▸ WRITTEN TASK
Copy the data below with every "wooden" switched to "oak" and all else left unchanged.

▸ RECORD EXCERPTS

_ _ _ _ _ _ _

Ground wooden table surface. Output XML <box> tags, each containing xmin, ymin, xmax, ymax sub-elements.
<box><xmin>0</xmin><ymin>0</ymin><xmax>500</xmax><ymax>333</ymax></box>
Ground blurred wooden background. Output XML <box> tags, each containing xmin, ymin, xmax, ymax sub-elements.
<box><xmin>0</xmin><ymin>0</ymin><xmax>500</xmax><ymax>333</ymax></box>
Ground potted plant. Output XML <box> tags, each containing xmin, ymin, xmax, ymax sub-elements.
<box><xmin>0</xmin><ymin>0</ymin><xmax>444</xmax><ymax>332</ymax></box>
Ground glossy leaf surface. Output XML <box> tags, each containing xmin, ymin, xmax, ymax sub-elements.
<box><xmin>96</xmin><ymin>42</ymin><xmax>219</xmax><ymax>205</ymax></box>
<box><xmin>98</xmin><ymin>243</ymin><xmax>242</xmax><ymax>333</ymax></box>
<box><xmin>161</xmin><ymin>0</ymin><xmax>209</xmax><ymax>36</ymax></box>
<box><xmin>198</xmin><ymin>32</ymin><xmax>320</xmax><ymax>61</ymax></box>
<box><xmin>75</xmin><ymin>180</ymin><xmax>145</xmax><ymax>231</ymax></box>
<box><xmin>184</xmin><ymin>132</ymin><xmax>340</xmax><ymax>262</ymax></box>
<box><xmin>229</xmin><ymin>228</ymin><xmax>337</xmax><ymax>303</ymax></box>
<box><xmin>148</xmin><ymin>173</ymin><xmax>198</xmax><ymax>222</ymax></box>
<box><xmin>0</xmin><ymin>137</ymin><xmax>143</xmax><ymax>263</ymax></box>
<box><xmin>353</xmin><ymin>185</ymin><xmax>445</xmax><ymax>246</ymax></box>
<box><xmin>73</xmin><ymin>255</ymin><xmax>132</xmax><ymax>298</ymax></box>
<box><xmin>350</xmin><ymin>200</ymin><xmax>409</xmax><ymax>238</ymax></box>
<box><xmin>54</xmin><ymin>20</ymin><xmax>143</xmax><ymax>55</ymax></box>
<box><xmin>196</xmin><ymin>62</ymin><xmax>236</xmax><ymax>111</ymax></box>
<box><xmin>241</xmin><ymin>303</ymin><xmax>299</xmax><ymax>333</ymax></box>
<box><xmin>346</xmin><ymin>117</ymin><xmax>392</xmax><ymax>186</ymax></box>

_ _ _ _ _ _ _

▸ EXERCISE RESPONSE
Ground oak table surface. Output XML <box> tags, each containing xmin, ymin, xmax, ymax sub-elements.
<box><xmin>0</xmin><ymin>0</ymin><xmax>500</xmax><ymax>333</ymax></box>
Ground blurred oak background. Output XML <box> tags, each containing xmin, ymin, xmax, ymax sub-elements.
<box><xmin>0</xmin><ymin>0</ymin><xmax>500</xmax><ymax>333</ymax></box>
Ground potted plant. Output XML <box> tags, each containing xmin, ymin, xmax, ymax sub-elements.
<box><xmin>0</xmin><ymin>0</ymin><xmax>444</xmax><ymax>332</ymax></box>
Ground glossy leaf surface. Output XML <box> tags, each containing xmin, ymin, xmax, ymax sub-elements.
<box><xmin>96</xmin><ymin>42</ymin><xmax>219</xmax><ymax>205</ymax></box>
<box><xmin>98</xmin><ymin>243</ymin><xmax>242</xmax><ymax>333</ymax></box>
<box><xmin>161</xmin><ymin>0</ymin><xmax>209</xmax><ymax>36</ymax></box>
<box><xmin>198</xmin><ymin>32</ymin><xmax>320</xmax><ymax>61</ymax></box>
<box><xmin>75</xmin><ymin>180</ymin><xmax>145</xmax><ymax>231</ymax></box>
<box><xmin>184</xmin><ymin>132</ymin><xmax>340</xmax><ymax>262</ymax></box>
<box><xmin>229</xmin><ymin>228</ymin><xmax>337</xmax><ymax>303</ymax></box>
<box><xmin>148</xmin><ymin>173</ymin><xmax>198</xmax><ymax>222</ymax></box>
<box><xmin>0</xmin><ymin>137</ymin><xmax>143</xmax><ymax>263</ymax></box>
<box><xmin>353</xmin><ymin>185</ymin><xmax>445</xmax><ymax>246</ymax></box>
<box><xmin>73</xmin><ymin>255</ymin><xmax>132</xmax><ymax>298</ymax></box>
<box><xmin>350</xmin><ymin>200</ymin><xmax>409</xmax><ymax>238</ymax></box>
<box><xmin>54</xmin><ymin>20</ymin><xmax>143</xmax><ymax>55</ymax></box>
<box><xmin>196</xmin><ymin>62</ymin><xmax>236</xmax><ymax>111</ymax></box>
<box><xmin>241</xmin><ymin>303</ymin><xmax>299</xmax><ymax>333</ymax></box>
<box><xmin>346</xmin><ymin>117</ymin><xmax>392</xmax><ymax>186</ymax></box>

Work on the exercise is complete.